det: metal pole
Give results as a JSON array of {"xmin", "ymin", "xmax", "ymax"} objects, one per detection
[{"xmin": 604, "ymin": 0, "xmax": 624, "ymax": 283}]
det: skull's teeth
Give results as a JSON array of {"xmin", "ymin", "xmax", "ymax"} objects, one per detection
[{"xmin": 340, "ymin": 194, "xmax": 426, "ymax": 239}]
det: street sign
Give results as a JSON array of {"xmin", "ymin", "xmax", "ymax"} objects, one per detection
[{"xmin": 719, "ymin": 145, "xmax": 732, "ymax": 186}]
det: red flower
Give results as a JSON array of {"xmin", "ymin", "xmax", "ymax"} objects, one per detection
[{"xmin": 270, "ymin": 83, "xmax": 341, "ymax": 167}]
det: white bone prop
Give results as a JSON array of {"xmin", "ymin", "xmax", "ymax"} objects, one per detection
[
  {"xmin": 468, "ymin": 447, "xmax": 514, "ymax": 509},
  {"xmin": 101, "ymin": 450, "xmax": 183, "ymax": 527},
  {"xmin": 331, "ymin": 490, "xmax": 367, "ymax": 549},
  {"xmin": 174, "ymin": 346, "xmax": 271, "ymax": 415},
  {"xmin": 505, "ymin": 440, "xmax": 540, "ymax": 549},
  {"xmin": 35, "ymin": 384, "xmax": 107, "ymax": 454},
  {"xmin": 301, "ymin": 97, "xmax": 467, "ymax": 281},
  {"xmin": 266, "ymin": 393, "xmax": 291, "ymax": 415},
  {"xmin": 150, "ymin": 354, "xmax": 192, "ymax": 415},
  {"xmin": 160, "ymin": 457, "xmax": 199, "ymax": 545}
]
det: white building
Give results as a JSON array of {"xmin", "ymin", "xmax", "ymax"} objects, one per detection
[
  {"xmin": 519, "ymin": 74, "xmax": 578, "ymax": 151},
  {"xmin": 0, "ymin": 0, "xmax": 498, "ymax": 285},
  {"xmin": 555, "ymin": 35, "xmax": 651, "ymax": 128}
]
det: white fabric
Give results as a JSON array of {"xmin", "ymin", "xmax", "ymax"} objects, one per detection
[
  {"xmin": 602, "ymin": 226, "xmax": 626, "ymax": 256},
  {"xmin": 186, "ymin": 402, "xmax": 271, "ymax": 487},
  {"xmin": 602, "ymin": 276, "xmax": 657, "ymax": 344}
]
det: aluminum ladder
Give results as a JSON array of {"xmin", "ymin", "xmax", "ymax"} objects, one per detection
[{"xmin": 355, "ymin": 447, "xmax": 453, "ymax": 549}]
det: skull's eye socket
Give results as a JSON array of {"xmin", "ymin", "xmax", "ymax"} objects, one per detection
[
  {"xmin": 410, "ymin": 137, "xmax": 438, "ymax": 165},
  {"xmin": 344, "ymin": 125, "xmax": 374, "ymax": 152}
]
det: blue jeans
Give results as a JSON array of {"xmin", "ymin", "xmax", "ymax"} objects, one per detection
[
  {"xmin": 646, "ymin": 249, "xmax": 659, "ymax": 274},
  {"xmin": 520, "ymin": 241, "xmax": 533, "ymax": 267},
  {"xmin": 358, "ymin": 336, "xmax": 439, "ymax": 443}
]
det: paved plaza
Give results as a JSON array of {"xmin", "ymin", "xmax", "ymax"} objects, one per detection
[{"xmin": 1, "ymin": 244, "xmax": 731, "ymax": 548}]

■ Problem
What is needed is an exact copy of all the entries.

■ Task output
det: metal pole
Give results as a JSON array of {"xmin", "ymin", "xmax", "ymax"} objects, one per detection
[{"xmin": 604, "ymin": 0, "xmax": 624, "ymax": 283}]
det: skull's teeth
Give results as a JSON array of {"xmin", "ymin", "xmax", "ymax"} objects, one per detection
[{"xmin": 340, "ymin": 194, "xmax": 426, "ymax": 239}]
det: street sign
Give results as a JSON array of {"xmin", "ymin", "xmax", "ymax"} objects, one per detection
[{"xmin": 719, "ymin": 145, "xmax": 732, "ymax": 186}]
det: red flower
Give results as a JSON array of {"xmin", "ymin", "xmax", "ymax"} objects, one per detection
[{"xmin": 270, "ymin": 83, "xmax": 341, "ymax": 167}]
det: white bone prop
Give results as a JSON array of {"xmin", "ymin", "xmax", "ymax"} objects, one per detection
[
  {"xmin": 468, "ymin": 447, "xmax": 514, "ymax": 509},
  {"xmin": 101, "ymin": 450, "xmax": 183, "ymax": 527},
  {"xmin": 331, "ymin": 490, "xmax": 367, "ymax": 549},
  {"xmin": 174, "ymin": 346, "xmax": 271, "ymax": 415},
  {"xmin": 505, "ymin": 440, "xmax": 540, "ymax": 549},
  {"xmin": 35, "ymin": 384, "xmax": 107, "ymax": 454},
  {"xmin": 301, "ymin": 97, "xmax": 467, "ymax": 281},
  {"xmin": 266, "ymin": 393, "xmax": 291, "ymax": 415},
  {"xmin": 150, "ymin": 354, "xmax": 192, "ymax": 415},
  {"xmin": 160, "ymin": 457, "xmax": 199, "ymax": 545}
]
det: white building
Give results as a JSON array of {"xmin", "ymin", "xmax", "ymax"} objects, one per detection
[
  {"xmin": 519, "ymin": 74, "xmax": 578, "ymax": 151},
  {"xmin": 0, "ymin": 0, "xmax": 498, "ymax": 285},
  {"xmin": 555, "ymin": 35, "xmax": 651, "ymax": 128}
]
det: white fabric
Give results as a JSON array of {"xmin", "ymin", "xmax", "ymax"} objects, one per detection
[
  {"xmin": 602, "ymin": 226, "xmax": 626, "ymax": 256},
  {"xmin": 186, "ymin": 402, "xmax": 271, "ymax": 487},
  {"xmin": 602, "ymin": 276, "xmax": 657, "ymax": 344}
]
det: aluminum ladder
Give results as a JSON array of {"xmin", "ymin", "xmax", "ymax"} objects, one per detection
[{"xmin": 355, "ymin": 447, "xmax": 453, "ymax": 549}]
det: skull's eye socket
Give results as a JSON array of {"xmin", "ymin", "xmax", "ymax"} objects, one per detection
[
  {"xmin": 410, "ymin": 137, "xmax": 438, "ymax": 165},
  {"xmin": 344, "ymin": 125, "xmax": 374, "ymax": 152}
]
det: blue jeans
Give results as a JSON array of {"xmin", "ymin", "xmax", "ymax"} objects, one per detection
[
  {"xmin": 646, "ymin": 249, "xmax": 659, "ymax": 274},
  {"xmin": 520, "ymin": 241, "xmax": 533, "ymax": 267},
  {"xmin": 358, "ymin": 336, "xmax": 439, "ymax": 443}
]
det: paved plaza
Give results as a JSON array of {"xmin", "ymin", "xmax", "ymax"} objects, one per detection
[{"xmin": 1, "ymin": 244, "xmax": 731, "ymax": 548}]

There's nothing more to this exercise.